Text shown

Just note that seizure laws are as old as the constitution and the Supreme Court has never interpreted the 4th amendment that way. Example cases are "The Palmyra, 25 U.S. (12 Wheat) 1 (1827)." where they seized a pirate ship originally owned by Spain but was operating on its own. Or "Dobbins's Distillery v. United States, 96 U.S. 395, 24 L.Ed. 637 (1878)" where they ceased property of the man who'd leased out his property for a distillery. In "254 U.S. 505, 41 S.Ct. 189, 65 L.Ed. 376 (1921)" a taxicab used to transport illegal liquor was seized. In "Calero Toledo v. Pearson Yacht Leasing Co., 416 U.S. 663 (1974)" they cease a yacht because the people leasing it had one marijuana cigarette. There's 200 years of precedent saying they can cease property even though the owner is innocent.
What seems to be fundamentally different is that most the recent cases seem to involve seizures where there's no real evidence of a primary crime in which the property was an "accessory". "Preponderance of evidence" has basically been replaced by speculation and accusation with no basis in fact. A conviction has never been a formal requirement, say they try to stop a car at a border crossing, the driver makes a getaway, abandons the car and is never found or convicted. In this case they would seize the car as objectively used for drug smuggling even though no person could be convicted for the crime. But when there's not the slightest hint of link to a crime, that's just wrong.
It also gets better, there's no need for the seized property to be instrumental in the crime.
The dissent argues that our cases treat contraband differently from instrumentalities used to convey contraband, like cars: Objects in the former class are forfeitable "however blameless or unknowing their owners may be," post, at 2, but with respect to an instrumentality in the latter class, an owner's innocence is no defense only to the "principal use being made of that property," id., at 4. However, this Court's precedent has never made the due process inquiry depend on whether the use for which the instrumentality was forfeited was the principal use. If it had, perhaps cases like Calero Toledo, in which Justice Douglas noted in dissent that there was no showing that the "yacht had been notoriously used in smuggling drugs . . . and so far as we know only one marihuana cigarette was found on the yacht,"

Collected material
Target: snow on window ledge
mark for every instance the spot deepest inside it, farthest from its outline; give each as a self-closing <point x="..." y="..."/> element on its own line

Problems and tasks
(a) Answer these from the text on property forfeiture, one line each:
(i) In the 1921 case cited, what was the seized taxicab used to transport?
(ii) In the border crossing scenario, what happens to the driver?
(iii) According to the dissent quoted in Calero Toledo, what was found on the yacht?
(b) Write the next part of the text on property forfeiture, picking up right after its final line.

Outputs for the tasks
(a)
(i) Illegal liquor.
(ii) The driver makes a getaway, abandons the car, and is never found or convicted.
(iii) Only one marihuana cigarette.

(b)
Basically if you got a friend riding your car and you get stopped for any reason and they find a joint on your friend your car can be ceased under drug laws, there's no requirement that it be instrumental in transporting drugs. Same if you got a friend or family member visiting, your house is now a de facto drug stash even though it was on their person the whole time.
In any event, for the reasons pointed out in Calero Toledo and Van Oster, forfeiture also serves a deterrent purpose distinct from any punitive purpose. Forfeiture of property prevents illegal uses "both by preventing further illicit use of the [property] and by imposing an economic penalty, thereby rendering illegal behavior unprofitable." Calero Toledo, supra, at 687. (...) "The law thus builds a secondary defense against a forbidden use and precludes evasions by dispensing with the necessity of judicial inquiry as to collusion between the wrongdoer and the alleged innocent owner."
Basically it's the "nuke it from orbit" theory, anything found in the vicinity of a crime gets caught in the blast wave. It doesn't matter if it was your property and you're innocent, if bank robbers steal your car and use it in a bank robbery clearly you should lose your car right? Your fault for letting it get stolen and be used to rob a bank, you pay the price.
The dissent also suggests that The Palmyra line of cases "would justify the confiscation of an ocean liner just because one of its passengers sinned while on board." Post, at 5. None of our cases have held that an ocean liner may be confiscated because of the activities of one passenger. We said in Goldsmith Grant, and we repeat here, that "[w]hen such application shall be made it will be time enough to pronounce upon it."
Is it time yet?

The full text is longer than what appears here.